··· PROVIDED RECORDS

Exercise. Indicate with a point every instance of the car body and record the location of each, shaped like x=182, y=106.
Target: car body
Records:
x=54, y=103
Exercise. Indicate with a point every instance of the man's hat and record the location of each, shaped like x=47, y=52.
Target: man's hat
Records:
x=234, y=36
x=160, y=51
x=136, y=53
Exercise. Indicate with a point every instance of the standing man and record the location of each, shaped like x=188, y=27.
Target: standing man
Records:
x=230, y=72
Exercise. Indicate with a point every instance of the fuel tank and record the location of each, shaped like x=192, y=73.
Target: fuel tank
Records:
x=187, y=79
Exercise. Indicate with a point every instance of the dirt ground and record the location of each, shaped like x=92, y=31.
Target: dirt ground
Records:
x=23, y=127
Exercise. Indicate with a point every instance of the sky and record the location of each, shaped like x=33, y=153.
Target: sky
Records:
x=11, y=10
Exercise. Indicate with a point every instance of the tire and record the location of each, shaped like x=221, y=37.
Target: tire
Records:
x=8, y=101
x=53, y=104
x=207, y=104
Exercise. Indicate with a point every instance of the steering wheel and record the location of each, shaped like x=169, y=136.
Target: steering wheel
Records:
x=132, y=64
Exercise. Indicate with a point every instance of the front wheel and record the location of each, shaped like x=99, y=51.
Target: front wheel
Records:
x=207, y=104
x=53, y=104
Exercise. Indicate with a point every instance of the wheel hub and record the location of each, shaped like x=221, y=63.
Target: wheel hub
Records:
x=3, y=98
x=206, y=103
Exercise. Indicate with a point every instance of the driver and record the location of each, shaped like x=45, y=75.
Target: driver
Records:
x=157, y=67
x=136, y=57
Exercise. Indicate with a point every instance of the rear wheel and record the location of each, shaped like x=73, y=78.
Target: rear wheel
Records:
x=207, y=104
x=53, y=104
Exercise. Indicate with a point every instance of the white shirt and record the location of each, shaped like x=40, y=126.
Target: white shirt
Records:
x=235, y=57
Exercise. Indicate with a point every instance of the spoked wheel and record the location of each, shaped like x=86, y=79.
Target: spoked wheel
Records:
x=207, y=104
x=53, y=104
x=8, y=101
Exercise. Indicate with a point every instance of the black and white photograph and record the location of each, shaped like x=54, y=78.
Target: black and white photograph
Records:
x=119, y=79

······

Rewrite the stretch of material from the line containing "Exercise. Indicate with a point every instance of the steering" through the end of the material, reproducing every line. Scale each coordinate in the answers by 0.3 and round to whole numbers with halves rounded up, leaving all other text unchanged, including the sample coordinates given after "shaped like".

• [SOLUTION TO THIS EXERCISE]:
Exercise. Indicate with a point every instance of the steering wheel and record the location of each, shaped like x=169, y=136.
Target: steering wheel
Records:
x=40, y=19
Exercise. Indicate with a point every instance of the front wheel and record the location of each, shaped like x=99, y=51.
Target: front wheel
Records:
x=62, y=31
x=16, y=31
Exercise. Indicate with a point every instance of the wheel hub and record the location of each, shaped like x=221, y=63.
Target: wheel hub
Records:
x=1, y=29
x=62, y=31
Exercise. Indicate with a point every instance of the driver and record the location of each, shaped like x=45, y=75.
Target: driver
Records:
x=47, y=20
x=41, y=17
Exercise. Indicate with a point every instance of the rear wheel and record the location of each, shaped like x=73, y=78.
Target: rear wheel
Records:
x=62, y=31
x=16, y=31
Exercise. Indicate with a point every instance of the white shirt and record the location of each, shaped like x=40, y=126.
Target: white shirt
Records:
x=71, y=17
Exercise. Indicate with a point every instance of the spoked wheel and record the location of each, shaped like x=86, y=79.
Target: spoked wheel
Records:
x=62, y=31
x=16, y=31
x=2, y=30
Exercise. Indicate with a point every instance of the black and white photograph and record the location of each, shaped like x=54, y=78.
Target: black and white photograph
Records:
x=36, y=24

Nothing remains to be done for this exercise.